◆ WHAT THE EXERCISE ASKS: Transcribe the data that follows without changing a word, and omit the pictures.

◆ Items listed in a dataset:
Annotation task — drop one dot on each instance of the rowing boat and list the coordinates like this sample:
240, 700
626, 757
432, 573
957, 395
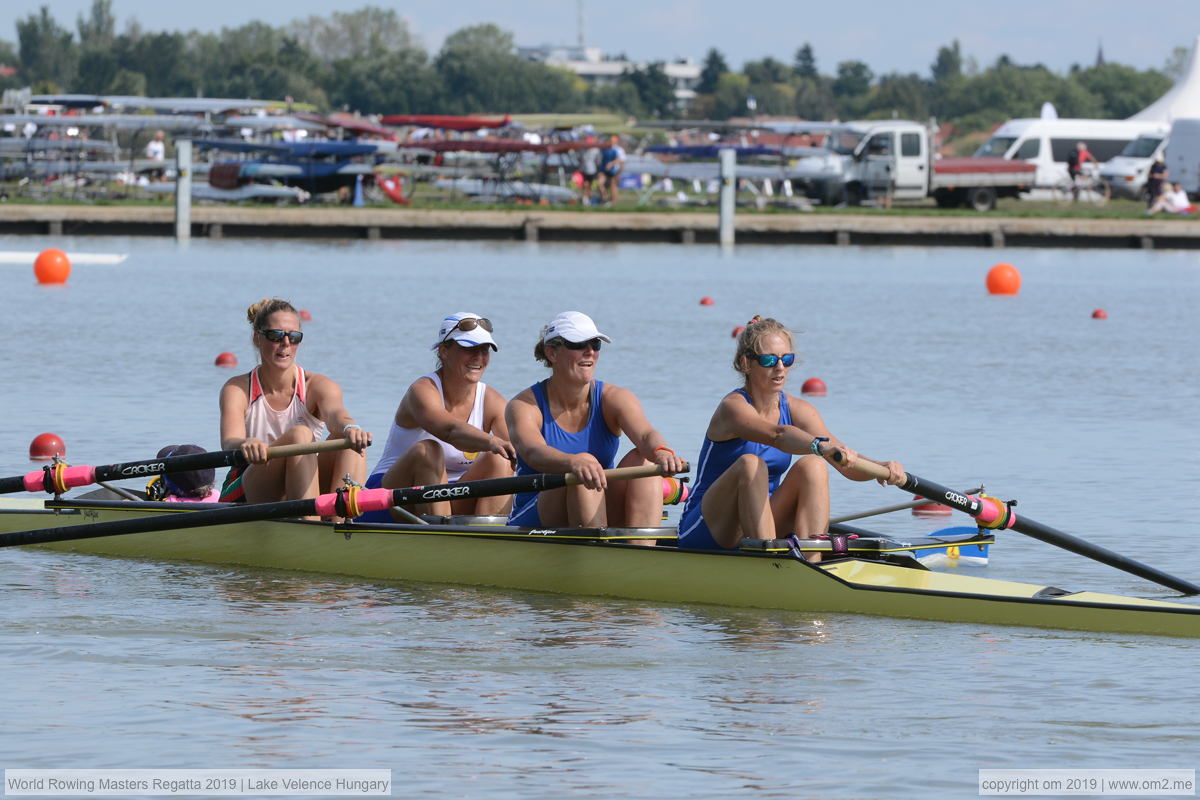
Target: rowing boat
879, 577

◆ EXPECTED ANSWER:
Annotation task — drop one dot on each instance of the rowing boat and list the coordinates like this sample:
240, 700
626, 757
432, 573
957, 395
Target: rowing boat
879, 577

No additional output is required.